*** GIVEN TEXT ***

More than $2.3 million will go to partners to support innovative bycatch reduction research projects.
NOAA Fisheries has awarded more than $2.3 million to partners around the country to support innovative bycatch reduction research projects through its Bycatch Reduction Engineering Program. Bycatch of various species–fish, marine mammals, or turtles–can have significant biological, economic, and social impacts. Preventing and reducing bycatch is a shared goal of fisheries managers, the fishing industry, and the environmental community.
Working side-by-side with fishermen on their boats we’ve developed solutions to some of the top bycatch challenges facing our nation’s fisheries.
Ongoing regional projects include:
- Creating a bycatch avoidance tool for cod in the Gulf of Maine recreational fishery.
- Use of LEDs to reduce Pacific halibut catch in groundfish trawls.
- A community tagging program aimed at reducing mortality to sharks found near fish aggregating devices in Hawaii.

*** End of GIVEN TEXT ***
*** DATASET RECORDS ***

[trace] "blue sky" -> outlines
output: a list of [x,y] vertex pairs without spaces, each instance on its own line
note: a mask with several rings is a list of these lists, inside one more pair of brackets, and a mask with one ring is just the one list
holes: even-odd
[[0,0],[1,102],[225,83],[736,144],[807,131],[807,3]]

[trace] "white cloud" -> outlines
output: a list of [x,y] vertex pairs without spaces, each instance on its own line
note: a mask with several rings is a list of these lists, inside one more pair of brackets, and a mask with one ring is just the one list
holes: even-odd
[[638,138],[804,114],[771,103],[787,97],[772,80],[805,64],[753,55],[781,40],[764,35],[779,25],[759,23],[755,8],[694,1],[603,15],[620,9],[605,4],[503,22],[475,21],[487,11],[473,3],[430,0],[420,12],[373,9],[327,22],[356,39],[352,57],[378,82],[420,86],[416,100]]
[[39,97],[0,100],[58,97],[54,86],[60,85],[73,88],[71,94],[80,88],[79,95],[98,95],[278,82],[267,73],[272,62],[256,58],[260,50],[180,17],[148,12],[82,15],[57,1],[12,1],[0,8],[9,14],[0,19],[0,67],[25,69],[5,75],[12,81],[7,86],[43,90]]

*** End of DATASET RECORDS ***

ABOUT THIS TASK.
Answer these questions from the bycatch text.
1. How much has NOAA Fisheries awarded, and through which program?
2. Which kinds of species does the text give as examples of bycatch?
3. What catch is the LED project meant to reduce in groundfish trawls?

RESPONSE TO THIS EXERCISE.
1. More than $2.3 million, through the Bycatch Reduction Engineering Program.
2. Fish, marine mammals, or turtles.
3. Pacific halibut.